Copy out the column on the CoViD-19 emergency below word for word, everything from "Exile and the" down to "address on Tuesday.".
Start of Text section
Exile and the city

By Reyshimar Arguelles

With the whole country under a state of emergency due to the CoViD-19 pandemic, Congress has given emergency powers to Duterte in a bid to fast-track crisis response, allocate funds for frontliners and implement stricter containment measures.

We are, after all, at a critical juncture where the pandemic has yet to reach its peak in the country. Alongside calls to augment the healthcare system that miserably lacks the needed equipment to tackle a crisis in this magnitude, the Duterte administration has ordered citizens to follow government directives during a (surprisingly) sober and decent address on Tuesday.

Indeed, if we are to flatten the curve of CoViD-19 cases, staying at home for an extended period of time and washing our hands frequently can draw the line between making things better and making things worse. But it should not end there. Our embattled frontliners need all the support they can get to confront an invisible and deadly enemy. They are throwing themselves in a war that has already claimed the lives of eight doctors.
End of Text section
Start of Information provided
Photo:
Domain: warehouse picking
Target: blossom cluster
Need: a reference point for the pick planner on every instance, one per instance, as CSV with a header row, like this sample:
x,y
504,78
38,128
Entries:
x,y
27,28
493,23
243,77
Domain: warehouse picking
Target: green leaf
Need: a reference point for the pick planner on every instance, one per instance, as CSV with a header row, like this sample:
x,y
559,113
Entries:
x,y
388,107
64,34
End of Information provided
### [Exercise solution]
Exile and the city

By Reyshimar Arguelles

With the whole country under a state of emergency due to the CoViD-19 pandemic, Congress has given emergency powers to Duterte in a bid to fast-track crisis response, allocate funds for frontliners and implement stricter containment measures.

We are, after all, at a critical juncture where the pandemic has yet to reach its peak in the country. Alongside calls to augment the healthcare system that miserably lacks the needed equipment to tackle a crisis in this magnitude, the Duterte administration has ordered citizens to follow government directives during a (surprisingly) sober and decent address on Tuesday.